═════ EXTRACT PROVIDED

I think this should work, right?


----------



## user1007 (Sep 23, 2009)

I think you are going to be bitten a mile or two down the road with this bandaid approach. If you haven't yet, I would not move to close on a place with a warped, wet wall so out of wack and with 3/4" to fill. OK, maybe I would if the deal was sweet and I loved everything else about the property. I would definitely ask the seller for some concession. 

And then I would use the money, greenbacks or on paper part of the deal, to pull the countertop off, get it out of the way, and fix this properly. You do realize you are asking some of us who have been at this awhile to bless your approach? Never shoot messengers. 

I know you do not want to hear that you must pull that countertop to do this right. Sorry. 

By the way, is the dishwasher venting steam to that wall?


----------



## miamicuse (Nov 13, 2011)

sdsester, I am not offended at all with your suggestions. That's why I posted this here to get opinions.

However, I do not see a practical difference between the proper or right approach versus my "band-aid" approach.

The leak will be fixed from the outside where the loose security light is dangling now, re-secured and a bead of caulk all the way around it's base.

I am going to remove the same amount of damaged sheetrock on the inside.

The block wall and surrounded affected areas I will make sure to bleach and disinfect.

New PT furring strips will be added to the block wall. It's evident that there is not enough furring behind the sheetrock right now, or else it will not warp this badly.

If the countertop was out of the way, I can put in a new single piece of sheetrock.

If the countertop was not, I need to put in two sections, one above and one below. Additional horizontal furrings will be needed to properly anchor the edges of the sheetrock around the counter top.

The only difference would be that a horizontal strip of sheetrock the same thickness as the countertop will be missing behind it, which to me has no functional or cosmetic consequence. I may not like the look of that seam, so another strip of something (quarter round, marble, granite) to cover.

So what I am trying to understand is, besides what I described above, what would be the benefits of having the countertop out of the way? There has to be some functional, practical or significant cosmetic differences that I am not seeing. Help me out here.


----------



## miamicuse (Nov 13, 2011)

I have to check on the dishwasher to see if it's venting steam. You mean some sort of a leak causing some misty spray right?

I doubt it, because all around the dishwasher is a layer of those soft insulation material and those look fine and no moisture on them.

══════════

● STATED PROBLEM A:
In the rows starting with the line with "person in black" and going on through the line with "point(513, 712)", substitute "stock-check log" for "shelf-audit log" and give back only those lines, with everything else left unchanged.
The forum thread and the rows that follow it come from unrelated sources.

═════ RAW DATA

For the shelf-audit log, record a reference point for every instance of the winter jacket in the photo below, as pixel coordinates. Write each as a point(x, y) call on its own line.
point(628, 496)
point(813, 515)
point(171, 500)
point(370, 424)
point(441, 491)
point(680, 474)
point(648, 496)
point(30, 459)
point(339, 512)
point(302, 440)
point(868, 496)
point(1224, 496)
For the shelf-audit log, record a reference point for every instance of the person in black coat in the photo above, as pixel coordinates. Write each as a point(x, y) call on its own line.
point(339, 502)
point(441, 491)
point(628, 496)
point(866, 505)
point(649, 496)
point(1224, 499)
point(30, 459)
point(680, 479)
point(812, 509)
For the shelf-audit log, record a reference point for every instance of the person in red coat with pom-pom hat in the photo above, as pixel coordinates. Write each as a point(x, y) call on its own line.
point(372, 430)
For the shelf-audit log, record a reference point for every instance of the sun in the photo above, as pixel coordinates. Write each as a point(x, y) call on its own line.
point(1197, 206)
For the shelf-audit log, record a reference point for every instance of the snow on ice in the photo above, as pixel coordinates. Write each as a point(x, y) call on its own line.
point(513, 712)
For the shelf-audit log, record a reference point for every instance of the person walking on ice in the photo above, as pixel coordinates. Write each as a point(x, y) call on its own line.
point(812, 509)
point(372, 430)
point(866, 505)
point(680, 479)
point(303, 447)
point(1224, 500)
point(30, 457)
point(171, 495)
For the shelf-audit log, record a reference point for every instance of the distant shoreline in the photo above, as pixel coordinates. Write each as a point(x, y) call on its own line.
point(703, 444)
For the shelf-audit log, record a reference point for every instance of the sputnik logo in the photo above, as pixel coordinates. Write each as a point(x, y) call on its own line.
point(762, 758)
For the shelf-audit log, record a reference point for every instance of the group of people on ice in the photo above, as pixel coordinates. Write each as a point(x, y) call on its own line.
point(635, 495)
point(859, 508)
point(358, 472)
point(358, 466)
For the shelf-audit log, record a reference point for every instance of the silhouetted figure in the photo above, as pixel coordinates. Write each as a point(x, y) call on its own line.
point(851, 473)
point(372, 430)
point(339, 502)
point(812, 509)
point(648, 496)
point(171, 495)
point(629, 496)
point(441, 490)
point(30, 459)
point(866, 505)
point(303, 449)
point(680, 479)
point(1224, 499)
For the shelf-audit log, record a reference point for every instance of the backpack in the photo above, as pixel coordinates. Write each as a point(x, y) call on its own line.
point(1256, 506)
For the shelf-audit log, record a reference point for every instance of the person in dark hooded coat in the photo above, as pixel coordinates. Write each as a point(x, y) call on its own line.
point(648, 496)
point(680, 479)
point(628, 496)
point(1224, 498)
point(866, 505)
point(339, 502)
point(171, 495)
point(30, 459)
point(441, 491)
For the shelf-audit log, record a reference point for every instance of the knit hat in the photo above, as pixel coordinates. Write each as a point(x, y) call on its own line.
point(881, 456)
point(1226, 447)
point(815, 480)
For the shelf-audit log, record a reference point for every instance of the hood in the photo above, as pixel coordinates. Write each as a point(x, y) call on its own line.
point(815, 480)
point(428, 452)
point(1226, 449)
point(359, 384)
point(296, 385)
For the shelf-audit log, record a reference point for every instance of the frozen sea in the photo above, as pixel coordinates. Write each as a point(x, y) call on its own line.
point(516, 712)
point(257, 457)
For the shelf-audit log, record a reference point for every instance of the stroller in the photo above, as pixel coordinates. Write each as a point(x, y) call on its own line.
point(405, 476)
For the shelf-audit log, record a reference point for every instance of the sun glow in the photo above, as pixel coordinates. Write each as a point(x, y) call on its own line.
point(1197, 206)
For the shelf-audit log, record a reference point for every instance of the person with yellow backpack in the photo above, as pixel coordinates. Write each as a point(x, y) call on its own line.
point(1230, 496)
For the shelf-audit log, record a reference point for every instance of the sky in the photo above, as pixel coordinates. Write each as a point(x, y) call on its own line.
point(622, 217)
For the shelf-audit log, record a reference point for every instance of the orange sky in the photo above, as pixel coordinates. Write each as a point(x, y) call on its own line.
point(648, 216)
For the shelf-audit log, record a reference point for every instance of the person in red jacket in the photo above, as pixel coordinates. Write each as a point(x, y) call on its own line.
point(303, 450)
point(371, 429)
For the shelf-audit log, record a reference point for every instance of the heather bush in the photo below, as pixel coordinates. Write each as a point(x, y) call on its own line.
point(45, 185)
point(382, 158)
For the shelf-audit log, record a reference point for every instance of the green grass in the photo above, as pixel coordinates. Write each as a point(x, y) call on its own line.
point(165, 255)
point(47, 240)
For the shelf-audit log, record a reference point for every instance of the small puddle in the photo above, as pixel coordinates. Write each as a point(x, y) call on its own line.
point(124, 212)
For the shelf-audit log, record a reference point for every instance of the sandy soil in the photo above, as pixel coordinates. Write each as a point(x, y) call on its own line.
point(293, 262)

══════════

● STATED PROBLEM B:
Translate this sentence from the forum thread about the warped kitchen wall into Spanish: "I am going to remove the same amount of damaged sheetrock on the inside."

● WRITTEN ANSWER A:
For the stock-check log, record a reference point for every instance of the person in black coat in the photo above, as pixel coordinates. Write each as a point(x, y) call on its own line.
point(339, 502)
point(441, 491)
point(628, 496)
point(866, 505)
point(649, 496)
point(1224, 499)
point(30, 459)
point(680, 479)
point(812, 509)
For the stock-check log, record a reference point for every instance of the person in red coat with pom-pom hat in the photo above, as pixel coordinates. Write each as a point(x, y) call on its own line.
point(372, 430)
For the stock-check log, record a reference point for every instance of the sun in the photo above, as pixel coordinates. Write each as a point(x, y) call on its own line.
point(1197, 206)
For the stock-check log, record a reference point for every instance of the snow on ice in the photo above, as pixel coordinates. Write each as a point(x, y) call on its own line.
point(513, 712)

● WRITTEN ANSWER B:
Voy a quitar la misma cantidad de placa de yeso dañada por dentro.